● **TASK STATEMENT**
List every hyphenated compound word in the blog post on Attack on Titan, in the order they appear.

Hikikomori Reads

A blog about books, manga, and feelings.

On Attack on Titan’s Insidious Human Cage

On Attack on Titan’s Insidious Human Cage

Hajime Isayama’s Shingeki no Kyojin (Attack on Titan) began as a man-against-nature (sort of) story. It compelled me so, as it showed what little humans are capable of with their flexible swords and gravity-defying gears. 

It also showed, in gruesome detail, how little humans would end up when the wires and slashers fail to work. The titan-related death toll rubbed it in that in a man-versus-nature battle, the latter would often win. 

Thankfully, as the story progressed, I learned that man can also become nature. I hoped, then, that if man couldn’t win against nature, combining the two’s powers might give humanity a fighting chance. I thought that with the turn of events, humanity wouldn’t have to hide behind the walls anymore and live like caged pigs waiting for their eventual slaughter. 

My naive teenage mind even glimpsed a happy ending on the horizon.

But I forgot that Isayama is as ruthless as he’s subversive.

● **DATA SUPPLIED**
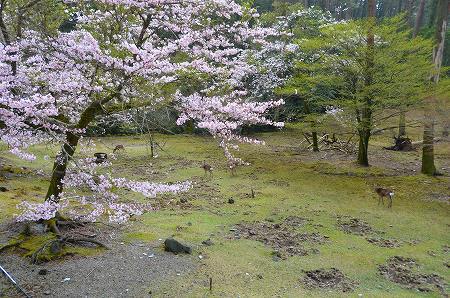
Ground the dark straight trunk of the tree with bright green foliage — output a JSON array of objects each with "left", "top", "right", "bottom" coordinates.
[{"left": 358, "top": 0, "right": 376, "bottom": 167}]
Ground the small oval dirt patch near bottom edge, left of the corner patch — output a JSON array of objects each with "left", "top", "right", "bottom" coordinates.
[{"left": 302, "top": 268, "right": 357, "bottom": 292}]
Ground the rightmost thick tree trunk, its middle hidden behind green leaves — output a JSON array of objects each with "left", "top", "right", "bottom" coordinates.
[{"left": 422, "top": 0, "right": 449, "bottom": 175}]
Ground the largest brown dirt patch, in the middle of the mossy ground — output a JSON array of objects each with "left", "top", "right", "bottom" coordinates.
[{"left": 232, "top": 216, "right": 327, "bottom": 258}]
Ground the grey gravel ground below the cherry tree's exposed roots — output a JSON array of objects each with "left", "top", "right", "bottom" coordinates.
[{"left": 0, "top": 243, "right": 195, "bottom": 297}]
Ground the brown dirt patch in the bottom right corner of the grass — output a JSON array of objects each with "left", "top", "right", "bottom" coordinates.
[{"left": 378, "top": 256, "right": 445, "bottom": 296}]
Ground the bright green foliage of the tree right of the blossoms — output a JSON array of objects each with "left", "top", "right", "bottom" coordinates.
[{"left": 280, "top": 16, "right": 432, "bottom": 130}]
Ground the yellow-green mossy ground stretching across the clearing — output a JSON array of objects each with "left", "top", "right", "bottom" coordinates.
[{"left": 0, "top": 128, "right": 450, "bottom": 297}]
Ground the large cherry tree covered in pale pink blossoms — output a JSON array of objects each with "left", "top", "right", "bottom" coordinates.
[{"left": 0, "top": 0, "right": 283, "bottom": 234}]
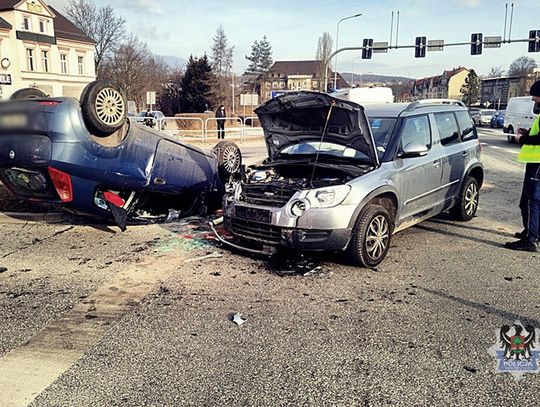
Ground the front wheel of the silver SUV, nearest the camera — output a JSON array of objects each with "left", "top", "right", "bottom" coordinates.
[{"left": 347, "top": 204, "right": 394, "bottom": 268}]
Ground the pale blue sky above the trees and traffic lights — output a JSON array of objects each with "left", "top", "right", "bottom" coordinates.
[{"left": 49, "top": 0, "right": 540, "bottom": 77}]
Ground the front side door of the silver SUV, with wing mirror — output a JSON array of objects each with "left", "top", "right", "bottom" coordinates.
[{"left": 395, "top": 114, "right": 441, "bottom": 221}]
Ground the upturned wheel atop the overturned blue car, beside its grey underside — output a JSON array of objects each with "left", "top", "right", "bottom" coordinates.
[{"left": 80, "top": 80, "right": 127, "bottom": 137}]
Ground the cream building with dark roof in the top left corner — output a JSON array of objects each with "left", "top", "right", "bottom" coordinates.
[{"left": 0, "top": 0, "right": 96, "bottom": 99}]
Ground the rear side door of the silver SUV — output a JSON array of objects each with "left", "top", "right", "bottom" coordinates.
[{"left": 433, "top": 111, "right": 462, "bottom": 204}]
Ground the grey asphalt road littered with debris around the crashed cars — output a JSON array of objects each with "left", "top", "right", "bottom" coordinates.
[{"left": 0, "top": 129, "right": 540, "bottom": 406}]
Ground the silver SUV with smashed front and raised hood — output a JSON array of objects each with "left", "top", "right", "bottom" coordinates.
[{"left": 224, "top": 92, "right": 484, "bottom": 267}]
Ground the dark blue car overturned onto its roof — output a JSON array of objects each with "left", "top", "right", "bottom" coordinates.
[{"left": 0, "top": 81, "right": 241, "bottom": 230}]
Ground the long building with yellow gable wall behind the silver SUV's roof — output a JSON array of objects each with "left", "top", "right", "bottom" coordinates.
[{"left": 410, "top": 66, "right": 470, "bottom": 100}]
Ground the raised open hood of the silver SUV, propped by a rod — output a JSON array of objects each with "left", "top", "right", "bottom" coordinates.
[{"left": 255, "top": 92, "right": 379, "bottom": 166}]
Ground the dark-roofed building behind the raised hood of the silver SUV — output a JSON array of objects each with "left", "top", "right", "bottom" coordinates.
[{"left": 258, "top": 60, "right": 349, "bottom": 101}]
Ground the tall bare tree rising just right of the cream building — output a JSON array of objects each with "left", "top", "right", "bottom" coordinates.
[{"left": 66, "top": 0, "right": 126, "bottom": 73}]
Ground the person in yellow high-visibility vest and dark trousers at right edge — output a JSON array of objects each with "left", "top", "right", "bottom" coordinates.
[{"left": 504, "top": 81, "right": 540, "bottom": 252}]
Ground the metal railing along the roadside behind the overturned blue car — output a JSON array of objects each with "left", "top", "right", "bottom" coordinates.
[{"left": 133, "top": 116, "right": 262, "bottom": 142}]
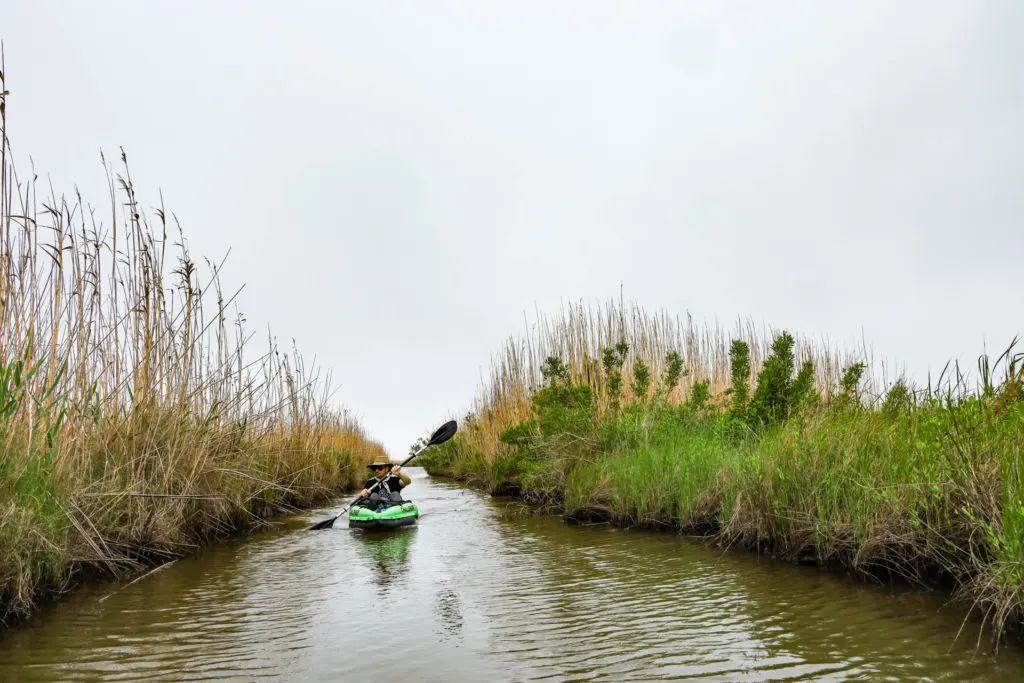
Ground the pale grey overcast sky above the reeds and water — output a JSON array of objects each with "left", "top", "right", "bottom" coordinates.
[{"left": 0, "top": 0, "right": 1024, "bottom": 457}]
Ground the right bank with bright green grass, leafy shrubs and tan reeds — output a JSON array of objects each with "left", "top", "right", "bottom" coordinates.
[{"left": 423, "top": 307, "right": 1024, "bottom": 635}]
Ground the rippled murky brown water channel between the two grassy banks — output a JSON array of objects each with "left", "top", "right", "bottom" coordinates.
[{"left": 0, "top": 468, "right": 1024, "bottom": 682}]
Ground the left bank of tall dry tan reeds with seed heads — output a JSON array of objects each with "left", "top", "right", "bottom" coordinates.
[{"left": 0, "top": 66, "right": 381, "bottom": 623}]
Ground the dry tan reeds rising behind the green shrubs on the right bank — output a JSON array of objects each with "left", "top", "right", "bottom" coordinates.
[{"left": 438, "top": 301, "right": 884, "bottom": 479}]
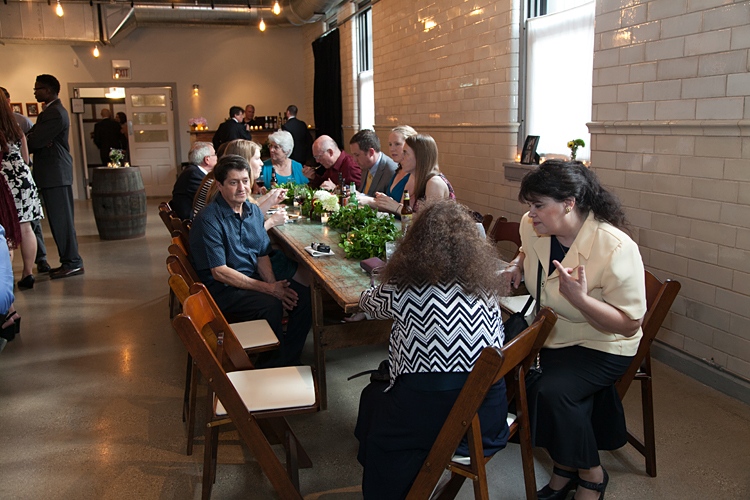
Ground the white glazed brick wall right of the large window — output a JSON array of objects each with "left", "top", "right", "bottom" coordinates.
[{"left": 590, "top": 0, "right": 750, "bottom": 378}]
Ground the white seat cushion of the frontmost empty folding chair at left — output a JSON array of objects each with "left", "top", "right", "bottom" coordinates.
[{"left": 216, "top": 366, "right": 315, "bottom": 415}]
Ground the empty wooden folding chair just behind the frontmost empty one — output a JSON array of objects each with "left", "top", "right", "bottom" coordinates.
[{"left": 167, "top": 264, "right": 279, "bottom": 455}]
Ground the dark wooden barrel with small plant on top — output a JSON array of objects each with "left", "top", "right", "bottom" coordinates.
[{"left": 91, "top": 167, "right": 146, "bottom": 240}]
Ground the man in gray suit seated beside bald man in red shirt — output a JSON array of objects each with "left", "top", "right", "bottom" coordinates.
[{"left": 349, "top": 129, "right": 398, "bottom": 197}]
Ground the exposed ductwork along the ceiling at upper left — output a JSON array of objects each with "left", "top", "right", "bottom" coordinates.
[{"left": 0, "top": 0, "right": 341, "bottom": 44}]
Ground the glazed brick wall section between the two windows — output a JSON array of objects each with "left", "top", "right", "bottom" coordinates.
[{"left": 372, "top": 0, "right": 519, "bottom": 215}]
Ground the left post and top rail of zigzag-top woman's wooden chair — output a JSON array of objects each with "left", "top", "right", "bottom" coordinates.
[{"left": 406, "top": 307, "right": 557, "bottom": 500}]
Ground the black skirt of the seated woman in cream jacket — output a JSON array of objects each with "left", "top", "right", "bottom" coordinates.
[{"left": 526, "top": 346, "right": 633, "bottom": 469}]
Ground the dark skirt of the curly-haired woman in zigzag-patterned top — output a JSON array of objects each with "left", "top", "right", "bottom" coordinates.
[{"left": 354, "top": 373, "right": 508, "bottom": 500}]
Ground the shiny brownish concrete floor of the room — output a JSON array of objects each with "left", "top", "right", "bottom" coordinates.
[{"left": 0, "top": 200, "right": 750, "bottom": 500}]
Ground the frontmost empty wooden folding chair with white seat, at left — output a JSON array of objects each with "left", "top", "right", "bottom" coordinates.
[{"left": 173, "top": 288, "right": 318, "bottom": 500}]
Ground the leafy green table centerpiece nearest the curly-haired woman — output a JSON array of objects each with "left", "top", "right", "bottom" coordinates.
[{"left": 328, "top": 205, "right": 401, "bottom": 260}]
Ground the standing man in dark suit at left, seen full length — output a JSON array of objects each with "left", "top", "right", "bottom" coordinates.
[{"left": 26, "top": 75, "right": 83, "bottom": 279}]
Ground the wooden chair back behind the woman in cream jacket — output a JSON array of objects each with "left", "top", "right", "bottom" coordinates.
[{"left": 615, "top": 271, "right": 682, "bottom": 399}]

* * *

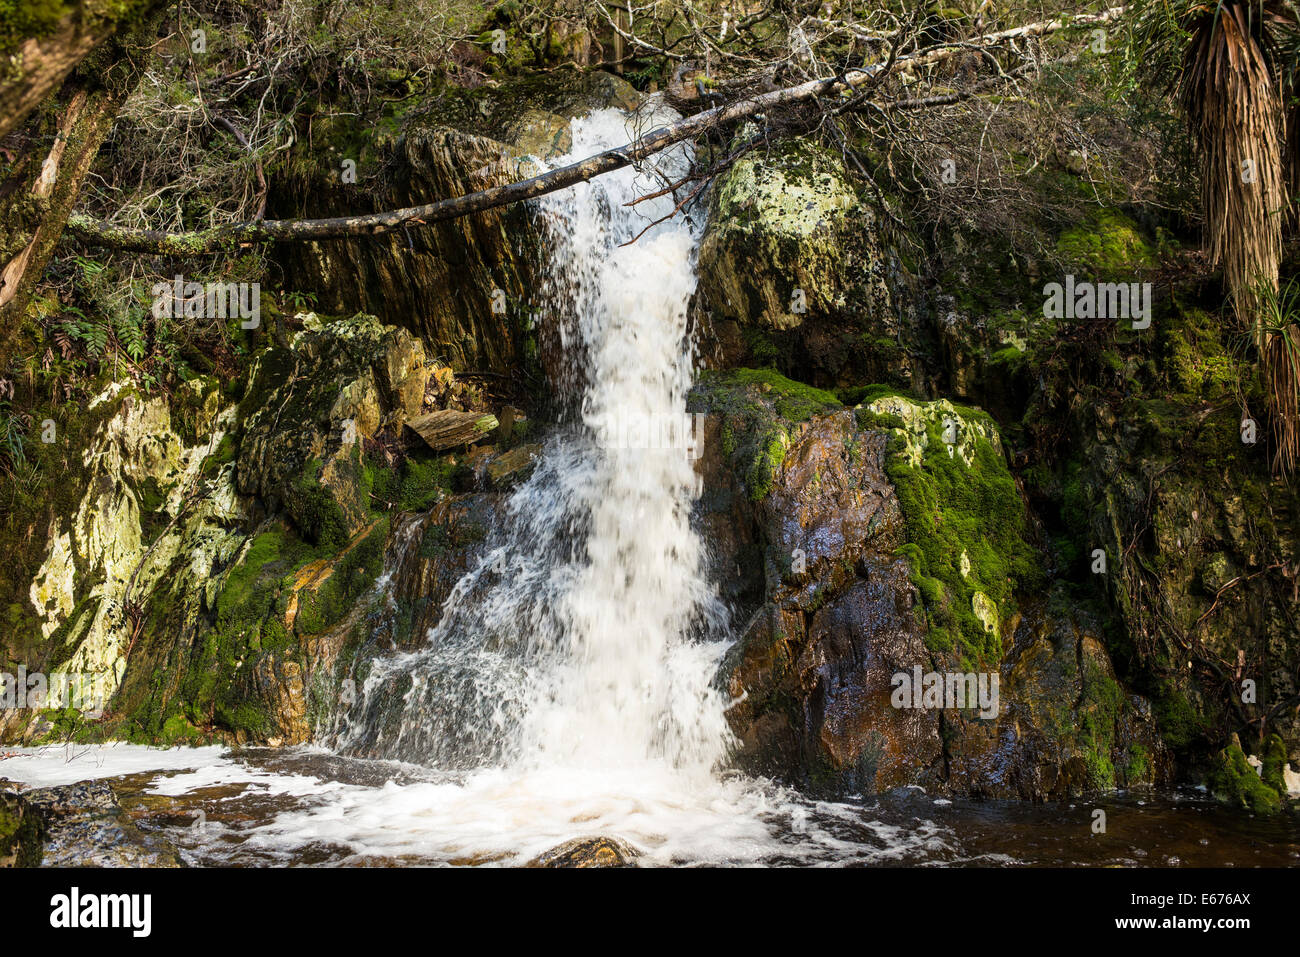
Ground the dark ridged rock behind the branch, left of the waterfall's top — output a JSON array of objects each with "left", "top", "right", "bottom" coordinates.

● **RESULT OF THE EXERCISE**
man-against-nature
gravity-defying
titan-related
man-versus-nature